• _OBJECTIVE_:
Count the lines in the listing below that contain the string "pile", with uppercase and lowercase treated as different, and reply with the number alone.

• _EXTRACTED ENTRIES_:
>> begin
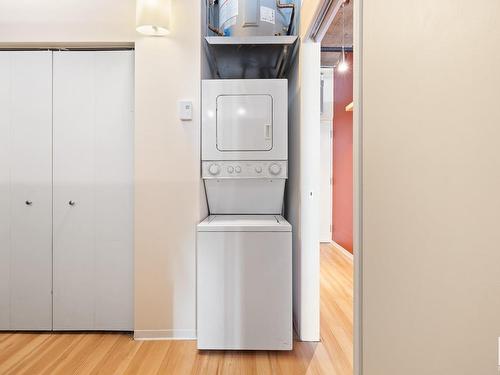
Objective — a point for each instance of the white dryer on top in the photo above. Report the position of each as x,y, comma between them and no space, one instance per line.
245,119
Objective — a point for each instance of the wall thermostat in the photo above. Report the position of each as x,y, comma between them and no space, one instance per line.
185,109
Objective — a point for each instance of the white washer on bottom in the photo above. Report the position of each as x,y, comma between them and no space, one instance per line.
244,295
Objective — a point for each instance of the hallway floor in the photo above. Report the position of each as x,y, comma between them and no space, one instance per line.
107,353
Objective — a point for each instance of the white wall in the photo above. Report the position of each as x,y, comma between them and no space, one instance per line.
303,193
32,21
431,171
167,195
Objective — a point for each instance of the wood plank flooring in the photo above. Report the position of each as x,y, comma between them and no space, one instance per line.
107,353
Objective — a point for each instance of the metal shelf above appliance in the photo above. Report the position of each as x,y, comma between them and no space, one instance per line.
251,56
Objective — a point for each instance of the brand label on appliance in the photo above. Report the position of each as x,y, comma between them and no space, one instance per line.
267,15
228,11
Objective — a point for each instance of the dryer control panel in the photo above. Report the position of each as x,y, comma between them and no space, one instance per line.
244,169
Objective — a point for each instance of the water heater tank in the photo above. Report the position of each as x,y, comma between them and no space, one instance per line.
255,17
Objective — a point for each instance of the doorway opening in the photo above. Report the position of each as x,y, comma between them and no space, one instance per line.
334,31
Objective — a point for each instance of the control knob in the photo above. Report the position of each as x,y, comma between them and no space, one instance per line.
275,169
213,169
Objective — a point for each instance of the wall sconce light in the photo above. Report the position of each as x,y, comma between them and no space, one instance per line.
153,17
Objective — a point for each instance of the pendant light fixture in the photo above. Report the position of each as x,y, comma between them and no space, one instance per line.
343,66
153,17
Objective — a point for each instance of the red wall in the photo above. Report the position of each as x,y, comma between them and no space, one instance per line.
342,159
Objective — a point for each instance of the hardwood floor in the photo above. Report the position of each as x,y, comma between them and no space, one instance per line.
106,353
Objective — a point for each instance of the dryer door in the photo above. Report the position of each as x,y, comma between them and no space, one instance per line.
244,123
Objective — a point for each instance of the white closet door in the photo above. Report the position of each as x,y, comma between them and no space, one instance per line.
93,190
25,190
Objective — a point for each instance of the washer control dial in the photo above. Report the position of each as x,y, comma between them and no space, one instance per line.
275,169
213,169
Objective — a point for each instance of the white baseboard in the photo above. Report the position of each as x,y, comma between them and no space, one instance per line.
342,250
165,334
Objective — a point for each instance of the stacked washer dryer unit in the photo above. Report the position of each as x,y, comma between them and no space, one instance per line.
245,245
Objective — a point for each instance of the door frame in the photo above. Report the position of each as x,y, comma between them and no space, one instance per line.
316,30
330,169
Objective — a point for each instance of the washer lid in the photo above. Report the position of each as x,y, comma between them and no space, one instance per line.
244,223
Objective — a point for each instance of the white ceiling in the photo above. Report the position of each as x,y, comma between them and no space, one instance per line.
333,37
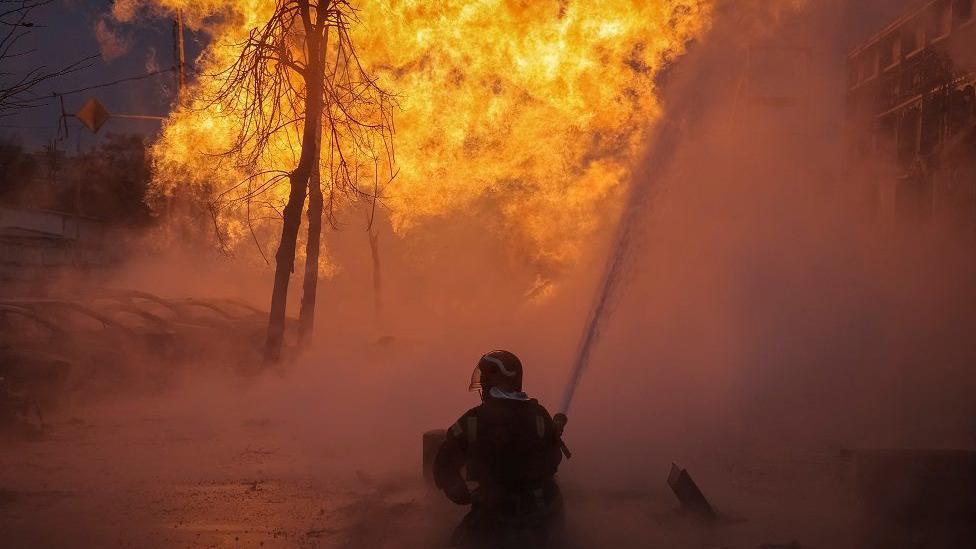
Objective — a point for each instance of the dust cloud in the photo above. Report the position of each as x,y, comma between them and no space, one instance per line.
767,326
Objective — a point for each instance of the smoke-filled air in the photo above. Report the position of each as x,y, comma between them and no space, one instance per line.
534,274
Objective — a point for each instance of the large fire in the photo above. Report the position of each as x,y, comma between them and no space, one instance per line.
538,108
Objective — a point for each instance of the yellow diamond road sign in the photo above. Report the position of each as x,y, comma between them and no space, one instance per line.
93,114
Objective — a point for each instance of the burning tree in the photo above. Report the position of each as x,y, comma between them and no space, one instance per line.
299,85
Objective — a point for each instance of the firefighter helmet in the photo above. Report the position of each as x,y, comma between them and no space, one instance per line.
500,369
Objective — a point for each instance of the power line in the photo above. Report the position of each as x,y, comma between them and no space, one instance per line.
115,82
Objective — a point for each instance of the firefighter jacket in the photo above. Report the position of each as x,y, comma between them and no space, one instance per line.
510,448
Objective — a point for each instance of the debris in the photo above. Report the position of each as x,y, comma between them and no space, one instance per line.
691,498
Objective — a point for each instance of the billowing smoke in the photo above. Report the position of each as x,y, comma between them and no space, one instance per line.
765,325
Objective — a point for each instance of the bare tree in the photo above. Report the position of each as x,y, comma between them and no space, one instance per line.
19,88
299,74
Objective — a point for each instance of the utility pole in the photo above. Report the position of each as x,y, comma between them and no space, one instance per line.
178,56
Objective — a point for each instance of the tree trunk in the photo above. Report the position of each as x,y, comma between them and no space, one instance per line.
306,316
374,248
299,181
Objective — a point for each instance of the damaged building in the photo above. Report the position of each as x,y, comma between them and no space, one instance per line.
910,114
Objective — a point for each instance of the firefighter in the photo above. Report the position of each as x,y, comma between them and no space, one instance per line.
511,449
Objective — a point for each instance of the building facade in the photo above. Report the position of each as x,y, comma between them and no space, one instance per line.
910,116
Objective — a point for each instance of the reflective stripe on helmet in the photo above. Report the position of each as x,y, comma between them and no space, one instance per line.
500,364
472,430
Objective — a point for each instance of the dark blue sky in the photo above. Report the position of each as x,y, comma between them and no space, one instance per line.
70,34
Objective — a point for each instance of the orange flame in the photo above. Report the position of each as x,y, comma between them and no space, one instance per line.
539,106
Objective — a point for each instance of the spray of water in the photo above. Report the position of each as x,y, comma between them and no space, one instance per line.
637,205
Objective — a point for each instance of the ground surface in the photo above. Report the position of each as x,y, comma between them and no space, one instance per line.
142,475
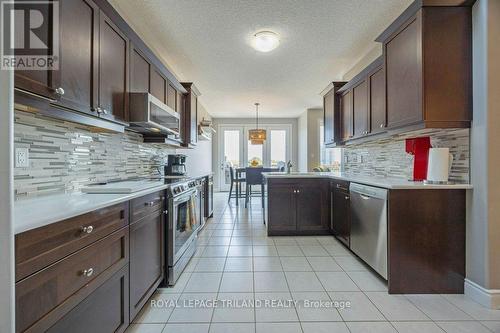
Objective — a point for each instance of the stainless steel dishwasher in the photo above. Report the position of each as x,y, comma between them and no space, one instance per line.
369,225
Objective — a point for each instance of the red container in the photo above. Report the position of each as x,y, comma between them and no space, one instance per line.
419,147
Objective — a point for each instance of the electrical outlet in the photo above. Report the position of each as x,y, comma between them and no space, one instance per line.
22,158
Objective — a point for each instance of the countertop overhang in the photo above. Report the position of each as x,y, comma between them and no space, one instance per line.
388,183
34,212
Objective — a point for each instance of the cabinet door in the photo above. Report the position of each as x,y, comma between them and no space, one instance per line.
377,101
139,72
158,85
78,58
146,259
281,207
104,311
194,119
360,108
346,115
113,70
312,205
328,101
404,76
171,96
341,216
40,82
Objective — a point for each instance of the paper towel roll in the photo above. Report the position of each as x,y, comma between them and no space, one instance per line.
439,165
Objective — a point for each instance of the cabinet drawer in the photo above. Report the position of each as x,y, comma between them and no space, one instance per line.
104,311
341,185
38,248
44,297
143,206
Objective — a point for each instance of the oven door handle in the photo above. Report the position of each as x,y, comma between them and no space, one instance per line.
184,197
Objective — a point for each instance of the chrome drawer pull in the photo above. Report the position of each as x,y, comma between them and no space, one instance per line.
87,229
88,272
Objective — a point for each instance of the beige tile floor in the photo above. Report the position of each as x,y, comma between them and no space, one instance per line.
237,262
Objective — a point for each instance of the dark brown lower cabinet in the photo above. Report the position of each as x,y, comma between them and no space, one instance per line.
106,310
298,206
146,259
45,297
341,213
312,206
281,207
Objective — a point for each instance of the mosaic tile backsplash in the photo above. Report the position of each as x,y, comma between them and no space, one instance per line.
387,157
65,156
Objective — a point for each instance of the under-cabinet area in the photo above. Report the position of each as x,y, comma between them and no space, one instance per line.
233,166
412,236
104,264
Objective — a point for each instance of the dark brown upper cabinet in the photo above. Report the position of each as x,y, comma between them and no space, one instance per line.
40,82
346,121
362,103
77,72
171,96
158,85
190,114
98,68
139,71
376,95
113,71
428,67
331,116
360,108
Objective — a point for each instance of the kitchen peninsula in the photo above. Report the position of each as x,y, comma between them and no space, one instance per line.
410,233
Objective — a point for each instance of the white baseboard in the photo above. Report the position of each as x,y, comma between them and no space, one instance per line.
489,298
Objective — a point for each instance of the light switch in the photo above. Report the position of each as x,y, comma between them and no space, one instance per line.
22,158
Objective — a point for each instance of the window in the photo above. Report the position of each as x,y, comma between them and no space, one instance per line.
330,158
255,153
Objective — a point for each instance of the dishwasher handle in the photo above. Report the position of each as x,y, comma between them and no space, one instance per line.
368,192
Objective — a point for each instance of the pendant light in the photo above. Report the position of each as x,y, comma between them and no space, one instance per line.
257,136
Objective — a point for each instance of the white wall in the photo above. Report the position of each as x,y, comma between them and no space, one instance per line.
483,211
199,159
302,144
6,201
308,134
314,116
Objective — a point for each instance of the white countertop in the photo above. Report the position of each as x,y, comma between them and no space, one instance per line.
31,213
389,183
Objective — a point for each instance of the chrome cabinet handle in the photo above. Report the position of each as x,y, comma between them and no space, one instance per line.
88,272
88,229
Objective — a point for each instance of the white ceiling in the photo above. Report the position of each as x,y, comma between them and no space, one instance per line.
207,42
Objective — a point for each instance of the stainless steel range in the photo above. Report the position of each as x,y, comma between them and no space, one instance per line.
183,225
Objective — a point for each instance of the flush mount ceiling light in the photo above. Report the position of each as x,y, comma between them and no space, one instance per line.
266,41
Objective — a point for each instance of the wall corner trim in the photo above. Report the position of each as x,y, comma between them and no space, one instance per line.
489,298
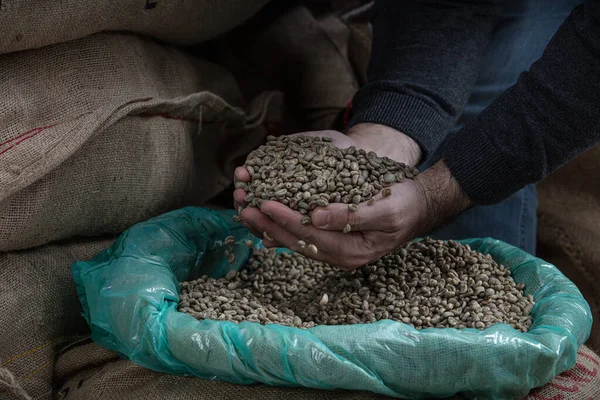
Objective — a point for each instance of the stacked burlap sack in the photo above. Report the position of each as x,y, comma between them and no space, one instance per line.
101,129
569,227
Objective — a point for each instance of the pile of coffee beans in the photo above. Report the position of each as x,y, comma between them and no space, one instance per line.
306,172
425,284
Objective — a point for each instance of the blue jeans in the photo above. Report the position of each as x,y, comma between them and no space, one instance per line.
524,30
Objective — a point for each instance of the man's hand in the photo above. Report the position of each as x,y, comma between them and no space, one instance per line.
386,142
414,208
383,140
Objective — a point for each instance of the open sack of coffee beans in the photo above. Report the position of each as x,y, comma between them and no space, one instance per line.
192,292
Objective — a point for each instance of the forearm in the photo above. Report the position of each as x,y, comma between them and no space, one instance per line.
423,66
551,115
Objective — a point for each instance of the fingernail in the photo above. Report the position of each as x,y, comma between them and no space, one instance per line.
321,218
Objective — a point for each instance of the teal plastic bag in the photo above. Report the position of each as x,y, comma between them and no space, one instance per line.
130,292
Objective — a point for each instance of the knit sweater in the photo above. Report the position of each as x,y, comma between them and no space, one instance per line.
424,64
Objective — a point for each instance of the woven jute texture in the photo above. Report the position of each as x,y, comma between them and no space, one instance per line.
28,24
39,313
569,227
86,371
103,132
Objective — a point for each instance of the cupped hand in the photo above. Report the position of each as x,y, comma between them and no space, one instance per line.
414,207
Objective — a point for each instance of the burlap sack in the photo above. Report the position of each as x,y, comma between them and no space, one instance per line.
29,24
84,371
39,313
106,131
569,227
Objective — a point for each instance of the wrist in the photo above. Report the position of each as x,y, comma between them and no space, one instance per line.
442,196
386,141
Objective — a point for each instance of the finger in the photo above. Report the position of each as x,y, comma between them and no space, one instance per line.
262,223
383,215
284,238
238,197
335,247
252,230
241,174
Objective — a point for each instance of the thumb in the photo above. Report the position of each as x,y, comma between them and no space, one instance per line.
381,216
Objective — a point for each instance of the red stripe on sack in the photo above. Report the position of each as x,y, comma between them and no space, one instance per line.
538,396
590,372
22,134
570,376
166,116
36,131
592,359
573,389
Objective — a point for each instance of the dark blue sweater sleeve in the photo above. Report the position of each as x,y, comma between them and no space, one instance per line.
548,117
424,63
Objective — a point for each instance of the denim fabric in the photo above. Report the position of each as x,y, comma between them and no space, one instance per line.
524,30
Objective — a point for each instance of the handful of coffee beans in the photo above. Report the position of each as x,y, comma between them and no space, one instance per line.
305,172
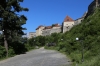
>> end
• _TASK SOLUTION_:
1